(SOURCE EXCERPT)
As of today the paperback versions of the VMware vSphere 5 Clustering Technical Deepdive is available at Amazon. We took the feedback into account when creating this book and are offering a Full Color version and a Black and White edition. Initially we planned to release an Ebook and a Full Color version only, but due to the high production cost associated with Full color publishing, we decided to add a Black and White edition to the line-up as well.
At this stage we do not have plans to produce any other formats. As this is self-publishing release we developed, edited and created everything from scratch. Writing and publishing a book based on new technology has serious impact on one’s life, reducing every social contact to a minimum even family life. As of this, our focus is not on releasing additional formats such as ibooks or Nook at this moment. Maybe at a later stage but VMworld is already knocking on our doors, so little time is left to spend some time with our families.

Position annotation records
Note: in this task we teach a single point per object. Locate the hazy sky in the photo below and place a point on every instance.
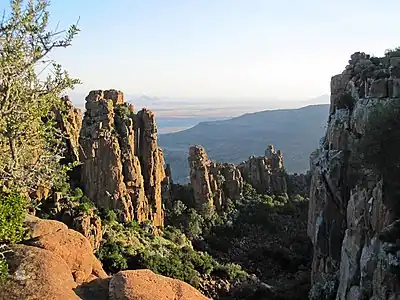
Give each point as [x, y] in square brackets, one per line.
[221, 48]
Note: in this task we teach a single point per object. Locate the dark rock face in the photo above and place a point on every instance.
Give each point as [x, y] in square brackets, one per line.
[345, 220]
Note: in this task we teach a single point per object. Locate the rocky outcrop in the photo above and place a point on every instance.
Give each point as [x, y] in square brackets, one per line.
[69, 122]
[212, 183]
[346, 219]
[140, 285]
[299, 184]
[57, 263]
[51, 264]
[123, 168]
[265, 173]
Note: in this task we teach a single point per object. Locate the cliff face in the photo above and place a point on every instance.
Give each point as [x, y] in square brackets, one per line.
[212, 183]
[265, 173]
[123, 168]
[346, 219]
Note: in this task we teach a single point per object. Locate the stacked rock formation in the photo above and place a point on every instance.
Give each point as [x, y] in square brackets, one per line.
[70, 124]
[265, 173]
[122, 165]
[212, 183]
[346, 221]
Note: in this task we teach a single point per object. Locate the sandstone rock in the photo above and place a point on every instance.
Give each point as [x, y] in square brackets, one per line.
[68, 244]
[123, 168]
[102, 174]
[265, 173]
[152, 162]
[199, 165]
[145, 285]
[379, 89]
[90, 226]
[212, 183]
[70, 124]
[346, 218]
[37, 274]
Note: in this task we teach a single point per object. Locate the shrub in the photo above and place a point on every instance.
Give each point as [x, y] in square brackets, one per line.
[3, 269]
[12, 215]
[231, 271]
[298, 198]
[325, 289]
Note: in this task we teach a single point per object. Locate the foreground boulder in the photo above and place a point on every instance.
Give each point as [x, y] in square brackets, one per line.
[145, 285]
[57, 263]
[37, 274]
[70, 245]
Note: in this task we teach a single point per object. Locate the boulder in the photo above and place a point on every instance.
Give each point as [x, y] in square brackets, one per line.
[145, 285]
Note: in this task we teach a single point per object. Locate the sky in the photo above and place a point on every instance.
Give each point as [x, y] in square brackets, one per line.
[221, 49]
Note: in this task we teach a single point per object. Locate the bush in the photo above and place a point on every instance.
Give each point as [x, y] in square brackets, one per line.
[12, 215]
[298, 198]
[231, 271]
[325, 289]
[3, 269]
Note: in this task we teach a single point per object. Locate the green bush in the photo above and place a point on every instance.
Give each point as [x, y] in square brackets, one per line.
[325, 289]
[231, 271]
[12, 215]
[3, 269]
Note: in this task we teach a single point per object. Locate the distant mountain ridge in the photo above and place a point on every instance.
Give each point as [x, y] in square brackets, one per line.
[296, 132]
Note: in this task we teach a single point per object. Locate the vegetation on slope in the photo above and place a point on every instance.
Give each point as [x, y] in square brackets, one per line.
[30, 145]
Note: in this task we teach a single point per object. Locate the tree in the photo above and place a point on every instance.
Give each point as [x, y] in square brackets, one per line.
[30, 145]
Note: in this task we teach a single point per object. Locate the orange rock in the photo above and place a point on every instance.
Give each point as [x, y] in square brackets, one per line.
[70, 245]
[145, 285]
[37, 274]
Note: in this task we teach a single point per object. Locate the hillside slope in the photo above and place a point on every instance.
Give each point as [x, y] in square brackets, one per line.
[295, 132]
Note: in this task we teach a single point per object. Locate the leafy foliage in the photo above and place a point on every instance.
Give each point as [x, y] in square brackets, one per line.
[30, 146]
[3, 269]
[12, 214]
[325, 289]
[132, 247]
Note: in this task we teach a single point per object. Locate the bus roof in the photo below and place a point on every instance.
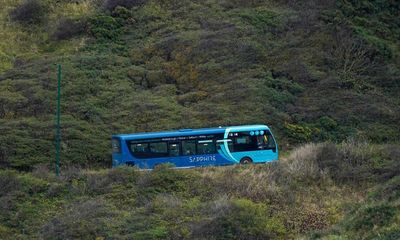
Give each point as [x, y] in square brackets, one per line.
[188, 132]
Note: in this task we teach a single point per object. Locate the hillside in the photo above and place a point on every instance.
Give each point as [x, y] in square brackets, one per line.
[320, 191]
[313, 71]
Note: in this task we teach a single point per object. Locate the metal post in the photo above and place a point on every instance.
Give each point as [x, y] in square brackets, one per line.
[58, 133]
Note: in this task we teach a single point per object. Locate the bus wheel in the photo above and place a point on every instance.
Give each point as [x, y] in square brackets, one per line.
[246, 160]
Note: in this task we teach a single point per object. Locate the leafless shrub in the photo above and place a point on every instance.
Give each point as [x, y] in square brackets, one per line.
[69, 28]
[112, 4]
[81, 220]
[29, 12]
[302, 163]
[42, 171]
[350, 57]
[8, 182]
[70, 173]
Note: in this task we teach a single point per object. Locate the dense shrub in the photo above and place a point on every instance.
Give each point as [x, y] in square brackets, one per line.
[81, 220]
[241, 219]
[112, 4]
[104, 27]
[373, 216]
[69, 28]
[29, 12]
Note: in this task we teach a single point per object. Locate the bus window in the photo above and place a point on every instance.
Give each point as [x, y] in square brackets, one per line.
[174, 149]
[243, 141]
[158, 149]
[116, 145]
[205, 147]
[188, 147]
[266, 141]
[139, 150]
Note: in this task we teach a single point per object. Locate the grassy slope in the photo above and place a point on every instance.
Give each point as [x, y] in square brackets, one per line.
[312, 71]
[349, 191]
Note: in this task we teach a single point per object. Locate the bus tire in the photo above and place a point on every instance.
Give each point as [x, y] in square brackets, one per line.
[246, 160]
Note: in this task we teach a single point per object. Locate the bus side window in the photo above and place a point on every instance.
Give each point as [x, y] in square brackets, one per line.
[205, 147]
[271, 142]
[174, 149]
[188, 147]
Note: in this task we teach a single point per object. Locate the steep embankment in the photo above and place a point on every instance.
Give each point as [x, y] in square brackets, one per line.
[314, 70]
[349, 191]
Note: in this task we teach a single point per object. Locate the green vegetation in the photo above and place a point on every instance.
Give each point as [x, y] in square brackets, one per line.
[320, 191]
[313, 71]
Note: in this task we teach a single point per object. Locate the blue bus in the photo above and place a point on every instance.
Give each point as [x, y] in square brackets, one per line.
[188, 148]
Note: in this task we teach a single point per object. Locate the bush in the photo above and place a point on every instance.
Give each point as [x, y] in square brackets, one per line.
[69, 28]
[82, 220]
[373, 216]
[241, 219]
[105, 27]
[112, 4]
[29, 12]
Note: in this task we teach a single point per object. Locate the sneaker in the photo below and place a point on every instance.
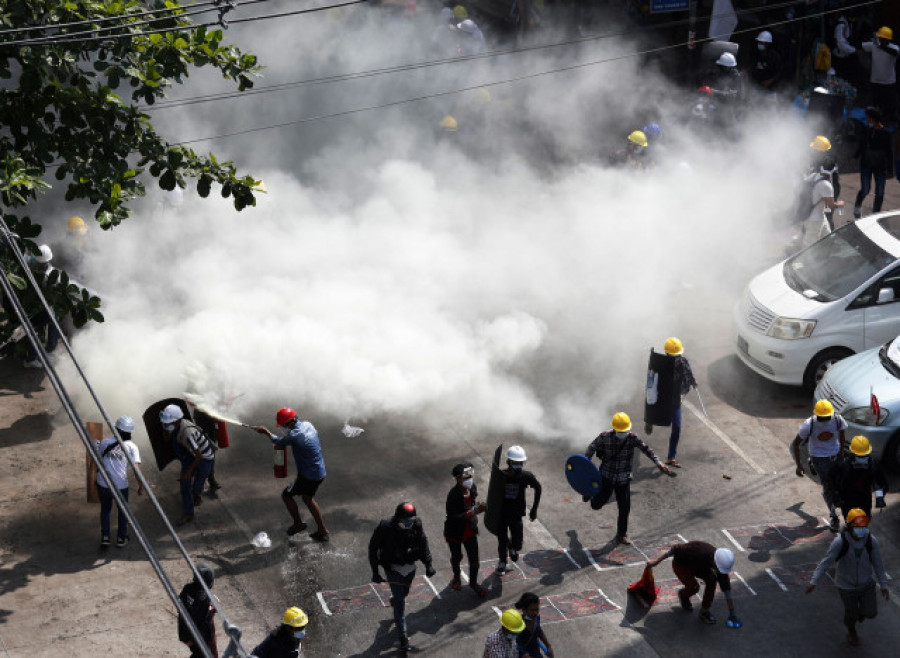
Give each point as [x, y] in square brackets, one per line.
[297, 527]
[707, 618]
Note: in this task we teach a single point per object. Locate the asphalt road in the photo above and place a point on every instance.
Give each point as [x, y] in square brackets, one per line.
[59, 595]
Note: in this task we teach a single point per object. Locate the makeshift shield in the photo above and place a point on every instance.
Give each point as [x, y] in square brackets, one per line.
[660, 396]
[583, 475]
[159, 440]
[645, 590]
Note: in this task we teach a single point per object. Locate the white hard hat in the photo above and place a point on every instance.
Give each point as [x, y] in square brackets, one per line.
[726, 59]
[724, 560]
[170, 414]
[45, 256]
[516, 454]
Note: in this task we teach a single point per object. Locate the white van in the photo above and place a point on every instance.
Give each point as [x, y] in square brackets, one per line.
[837, 297]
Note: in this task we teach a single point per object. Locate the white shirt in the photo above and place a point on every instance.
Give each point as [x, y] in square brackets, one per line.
[116, 462]
[824, 436]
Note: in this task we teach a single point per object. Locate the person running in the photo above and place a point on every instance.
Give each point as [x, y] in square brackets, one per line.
[461, 526]
[697, 559]
[303, 439]
[615, 449]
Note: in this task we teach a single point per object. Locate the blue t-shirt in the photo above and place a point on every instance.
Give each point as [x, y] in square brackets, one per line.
[304, 442]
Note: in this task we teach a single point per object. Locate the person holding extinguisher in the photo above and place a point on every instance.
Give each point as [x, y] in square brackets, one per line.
[303, 440]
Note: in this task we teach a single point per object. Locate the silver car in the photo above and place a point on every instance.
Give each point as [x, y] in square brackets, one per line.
[850, 386]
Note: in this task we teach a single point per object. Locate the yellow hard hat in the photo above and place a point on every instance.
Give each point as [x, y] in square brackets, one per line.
[856, 517]
[637, 137]
[823, 409]
[821, 144]
[860, 446]
[621, 422]
[512, 621]
[449, 124]
[295, 617]
[77, 225]
[673, 347]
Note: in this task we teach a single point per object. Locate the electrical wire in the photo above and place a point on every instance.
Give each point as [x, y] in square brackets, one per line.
[233, 631]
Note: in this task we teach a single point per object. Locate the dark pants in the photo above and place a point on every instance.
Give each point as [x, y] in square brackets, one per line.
[692, 585]
[510, 535]
[859, 604]
[399, 590]
[623, 501]
[195, 484]
[471, 546]
[676, 432]
[865, 184]
[106, 501]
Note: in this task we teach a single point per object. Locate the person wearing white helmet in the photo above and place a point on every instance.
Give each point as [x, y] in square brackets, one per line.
[697, 559]
[112, 454]
[516, 481]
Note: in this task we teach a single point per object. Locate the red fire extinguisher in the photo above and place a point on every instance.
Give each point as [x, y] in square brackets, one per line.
[280, 466]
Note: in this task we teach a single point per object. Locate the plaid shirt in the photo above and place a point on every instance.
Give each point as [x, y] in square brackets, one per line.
[616, 455]
[497, 645]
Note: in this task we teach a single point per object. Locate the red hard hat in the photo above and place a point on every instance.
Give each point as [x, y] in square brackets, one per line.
[284, 416]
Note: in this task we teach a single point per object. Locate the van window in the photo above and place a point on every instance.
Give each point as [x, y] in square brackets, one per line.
[836, 265]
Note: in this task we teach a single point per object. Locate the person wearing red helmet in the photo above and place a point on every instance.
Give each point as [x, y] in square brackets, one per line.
[303, 439]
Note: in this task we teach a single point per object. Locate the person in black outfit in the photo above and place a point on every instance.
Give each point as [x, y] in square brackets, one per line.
[396, 545]
[461, 526]
[856, 477]
[284, 641]
[509, 537]
[875, 153]
[201, 610]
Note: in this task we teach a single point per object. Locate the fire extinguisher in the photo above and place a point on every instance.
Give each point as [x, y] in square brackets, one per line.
[280, 466]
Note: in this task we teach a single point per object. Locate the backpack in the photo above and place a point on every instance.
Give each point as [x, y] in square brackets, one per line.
[845, 546]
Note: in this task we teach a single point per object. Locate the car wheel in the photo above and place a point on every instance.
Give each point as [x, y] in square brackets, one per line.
[820, 365]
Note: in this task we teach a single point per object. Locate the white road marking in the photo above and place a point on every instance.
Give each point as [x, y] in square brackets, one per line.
[724, 437]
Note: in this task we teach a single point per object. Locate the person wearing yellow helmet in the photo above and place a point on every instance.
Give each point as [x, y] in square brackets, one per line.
[502, 642]
[857, 557]
[883, 76]
[825, 435]
[615, 449]
[857, 477]
[284, 641]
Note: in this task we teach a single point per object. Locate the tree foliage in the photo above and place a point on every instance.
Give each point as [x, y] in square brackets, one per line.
[70, 110]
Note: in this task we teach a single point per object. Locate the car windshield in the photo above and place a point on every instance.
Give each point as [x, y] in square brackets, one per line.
[836, 265]
[890, 356]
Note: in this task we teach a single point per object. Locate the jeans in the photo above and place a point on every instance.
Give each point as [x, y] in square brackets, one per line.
[106, 501]
[623, 501]
[676, 432]
[195, 484]
[865, 184]
[399, 590]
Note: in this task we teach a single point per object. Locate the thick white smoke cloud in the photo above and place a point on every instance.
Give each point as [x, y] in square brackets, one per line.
[390, 271]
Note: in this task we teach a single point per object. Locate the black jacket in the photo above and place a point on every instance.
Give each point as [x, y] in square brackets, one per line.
[392, 545]
[455, 525]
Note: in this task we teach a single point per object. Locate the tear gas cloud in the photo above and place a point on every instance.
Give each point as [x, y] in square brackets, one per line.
[505, 277]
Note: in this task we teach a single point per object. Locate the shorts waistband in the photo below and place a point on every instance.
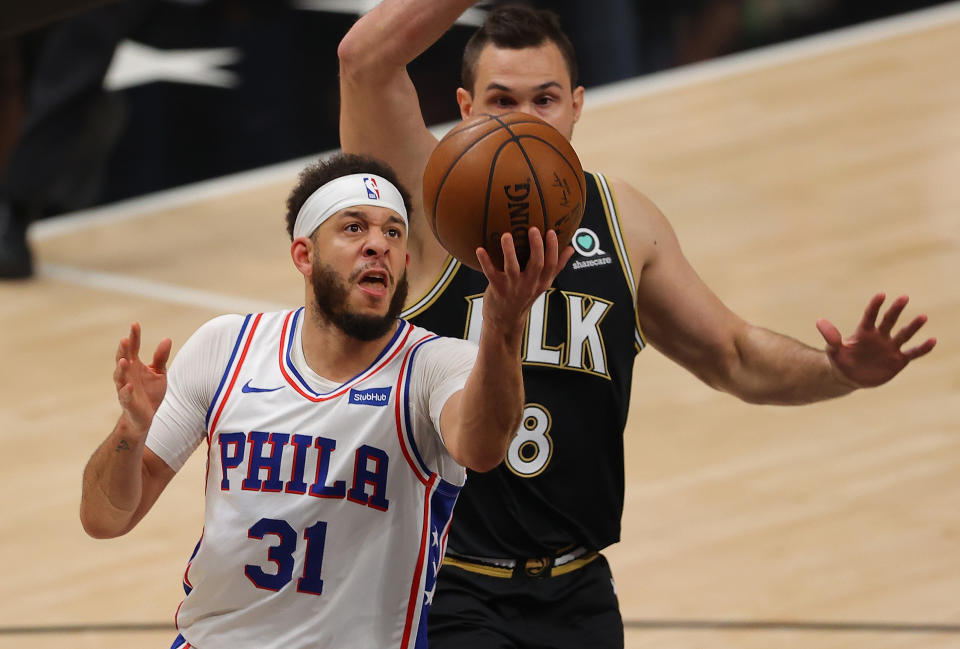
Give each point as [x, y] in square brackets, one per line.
[568, 561]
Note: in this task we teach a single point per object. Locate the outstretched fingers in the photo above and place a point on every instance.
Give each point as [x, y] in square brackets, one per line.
[892, 314]
[908, 332]
[830, 333]
[870, 314]
[161, 355]
[511, 265]
[920, 350]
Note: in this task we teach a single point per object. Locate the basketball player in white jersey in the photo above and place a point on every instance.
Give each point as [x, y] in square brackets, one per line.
[337, 435]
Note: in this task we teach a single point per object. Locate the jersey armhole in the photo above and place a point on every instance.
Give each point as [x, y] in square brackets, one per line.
[450, 268]
[612, 215]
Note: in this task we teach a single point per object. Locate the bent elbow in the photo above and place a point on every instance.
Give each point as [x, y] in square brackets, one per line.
[98, 528]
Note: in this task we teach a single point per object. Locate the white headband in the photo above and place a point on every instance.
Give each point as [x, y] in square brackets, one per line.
[343, 192]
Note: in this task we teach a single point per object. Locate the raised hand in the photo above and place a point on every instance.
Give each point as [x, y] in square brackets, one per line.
[511, 292]
[871, 356]
[140, 387]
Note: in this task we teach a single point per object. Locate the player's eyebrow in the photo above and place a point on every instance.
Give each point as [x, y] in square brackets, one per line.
[493, 85]
[357, 213]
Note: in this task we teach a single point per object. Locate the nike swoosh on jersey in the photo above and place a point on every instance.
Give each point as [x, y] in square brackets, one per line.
[247, 388]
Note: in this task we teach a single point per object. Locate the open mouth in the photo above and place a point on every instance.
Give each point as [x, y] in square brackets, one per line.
[374, 278]
[374, 281]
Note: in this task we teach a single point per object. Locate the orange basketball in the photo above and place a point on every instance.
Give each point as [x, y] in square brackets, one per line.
[502, 173]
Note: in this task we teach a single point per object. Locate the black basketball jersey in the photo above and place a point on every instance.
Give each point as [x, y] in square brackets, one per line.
[562, 481]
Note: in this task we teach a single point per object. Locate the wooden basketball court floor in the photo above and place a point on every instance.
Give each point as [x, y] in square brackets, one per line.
[800, 179]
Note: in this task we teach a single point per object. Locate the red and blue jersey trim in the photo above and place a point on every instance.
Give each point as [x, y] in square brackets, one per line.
[237, 357]
[439, 500]
[402, 412]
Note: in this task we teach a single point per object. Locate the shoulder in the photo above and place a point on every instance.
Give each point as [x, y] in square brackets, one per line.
[644, 225]
[217, 335]
[441, 352]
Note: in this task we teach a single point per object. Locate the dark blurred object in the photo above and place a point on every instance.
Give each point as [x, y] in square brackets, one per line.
[68, 123]
[21, 16]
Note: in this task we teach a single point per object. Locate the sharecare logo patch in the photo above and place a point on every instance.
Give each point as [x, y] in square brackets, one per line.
[371, 397]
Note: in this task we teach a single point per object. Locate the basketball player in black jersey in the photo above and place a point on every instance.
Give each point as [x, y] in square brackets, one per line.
[522, 567]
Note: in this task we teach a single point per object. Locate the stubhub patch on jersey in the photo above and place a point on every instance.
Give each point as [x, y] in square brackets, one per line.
[371, 397]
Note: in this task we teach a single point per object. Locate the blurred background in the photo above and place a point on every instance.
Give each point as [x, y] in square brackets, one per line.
[105, 100]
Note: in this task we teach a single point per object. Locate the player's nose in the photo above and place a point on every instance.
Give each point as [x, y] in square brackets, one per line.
[376, 243]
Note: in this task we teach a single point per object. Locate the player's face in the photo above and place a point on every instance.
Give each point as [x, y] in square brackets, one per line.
[533, 80]
[359, 270]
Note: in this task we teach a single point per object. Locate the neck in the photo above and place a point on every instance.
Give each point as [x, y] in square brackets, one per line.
[333, 354]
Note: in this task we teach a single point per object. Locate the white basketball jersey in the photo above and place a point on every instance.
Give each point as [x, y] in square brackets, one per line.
[324, 526]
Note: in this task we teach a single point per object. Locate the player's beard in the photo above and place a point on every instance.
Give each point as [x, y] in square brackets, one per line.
[331, 294]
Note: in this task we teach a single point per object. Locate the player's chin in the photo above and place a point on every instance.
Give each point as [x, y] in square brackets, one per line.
[372, 301]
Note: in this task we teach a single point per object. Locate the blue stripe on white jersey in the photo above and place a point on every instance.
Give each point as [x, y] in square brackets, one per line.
[226, 371]
[407, 424]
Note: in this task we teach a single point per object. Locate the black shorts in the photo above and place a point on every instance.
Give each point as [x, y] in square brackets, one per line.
[575, 609]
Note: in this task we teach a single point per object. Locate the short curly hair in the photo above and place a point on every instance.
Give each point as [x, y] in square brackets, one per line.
[323, 171]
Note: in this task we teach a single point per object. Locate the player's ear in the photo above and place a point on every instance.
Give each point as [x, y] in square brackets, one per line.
[465, 101]
[301, 251]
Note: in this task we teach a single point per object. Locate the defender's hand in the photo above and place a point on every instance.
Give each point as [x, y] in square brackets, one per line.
[871, 356]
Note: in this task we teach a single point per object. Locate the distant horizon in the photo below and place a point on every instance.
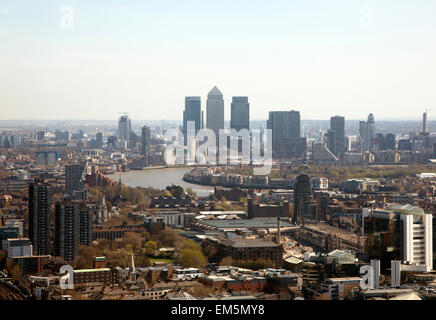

(TASKS)
1 - According to the book announcement, why was a Black and White edition added to the line-up?
2 - Please quote the book announcement word for word, everything from "As of today" down to "line-up as well.".
The items have no connection to the book announcement.

(EXPECTED RESPONSES)
1 - Full color publishing carries a high production cost.

2 -
As of today the paperback versions of the VMware vSphere 5 Clustering Technical Deepdive is available at Amazon. We took the feedback into account when creating this book and are offering a Full Color version and a Black and White edition. Initially we planned to release an Ebook and a Full Color version only, but due to the high production cost associated with Full color publishing, we decided to add a Black and White edition to the line-up as well.